_The task_
State how many lines in the records that follow contain the string "below". Reply with the number alone.

Rows from a pointing dataset
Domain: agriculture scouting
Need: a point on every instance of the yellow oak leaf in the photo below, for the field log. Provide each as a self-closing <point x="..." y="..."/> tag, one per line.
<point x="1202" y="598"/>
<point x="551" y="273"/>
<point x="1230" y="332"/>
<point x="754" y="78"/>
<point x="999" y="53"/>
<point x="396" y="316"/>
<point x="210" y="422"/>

==

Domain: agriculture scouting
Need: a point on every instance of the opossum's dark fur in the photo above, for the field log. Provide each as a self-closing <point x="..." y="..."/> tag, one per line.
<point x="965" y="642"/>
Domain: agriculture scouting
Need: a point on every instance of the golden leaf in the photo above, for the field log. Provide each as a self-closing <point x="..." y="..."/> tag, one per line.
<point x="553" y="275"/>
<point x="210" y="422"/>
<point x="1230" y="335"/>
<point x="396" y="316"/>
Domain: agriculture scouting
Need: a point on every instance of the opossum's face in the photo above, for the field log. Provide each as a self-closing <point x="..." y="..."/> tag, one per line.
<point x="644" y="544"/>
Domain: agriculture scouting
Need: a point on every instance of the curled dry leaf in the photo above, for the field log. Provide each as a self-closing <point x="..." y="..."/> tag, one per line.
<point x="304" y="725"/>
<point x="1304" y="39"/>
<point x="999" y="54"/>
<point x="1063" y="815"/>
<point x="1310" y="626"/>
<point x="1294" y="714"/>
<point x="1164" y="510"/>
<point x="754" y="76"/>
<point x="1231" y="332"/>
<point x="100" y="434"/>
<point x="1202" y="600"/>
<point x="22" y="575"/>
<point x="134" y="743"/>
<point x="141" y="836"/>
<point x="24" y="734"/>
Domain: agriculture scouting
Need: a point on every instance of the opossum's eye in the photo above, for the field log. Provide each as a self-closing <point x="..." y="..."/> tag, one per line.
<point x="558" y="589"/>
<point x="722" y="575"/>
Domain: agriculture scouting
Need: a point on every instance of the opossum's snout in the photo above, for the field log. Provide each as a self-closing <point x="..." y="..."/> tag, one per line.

...

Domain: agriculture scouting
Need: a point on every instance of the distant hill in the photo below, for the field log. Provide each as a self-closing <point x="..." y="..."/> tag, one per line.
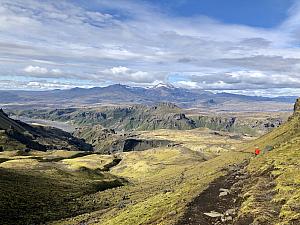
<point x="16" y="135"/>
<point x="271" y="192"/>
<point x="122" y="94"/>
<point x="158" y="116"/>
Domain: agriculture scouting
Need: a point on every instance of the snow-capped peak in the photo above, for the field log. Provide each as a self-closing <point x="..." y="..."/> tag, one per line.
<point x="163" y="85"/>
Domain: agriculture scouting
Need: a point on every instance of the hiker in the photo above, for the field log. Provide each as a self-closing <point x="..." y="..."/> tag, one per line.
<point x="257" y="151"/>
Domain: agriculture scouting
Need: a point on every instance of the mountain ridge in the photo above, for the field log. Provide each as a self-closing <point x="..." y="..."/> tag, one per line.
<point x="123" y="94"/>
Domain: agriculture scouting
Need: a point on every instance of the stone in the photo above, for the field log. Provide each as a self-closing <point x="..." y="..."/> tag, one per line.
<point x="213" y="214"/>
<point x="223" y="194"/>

_Correct output_
2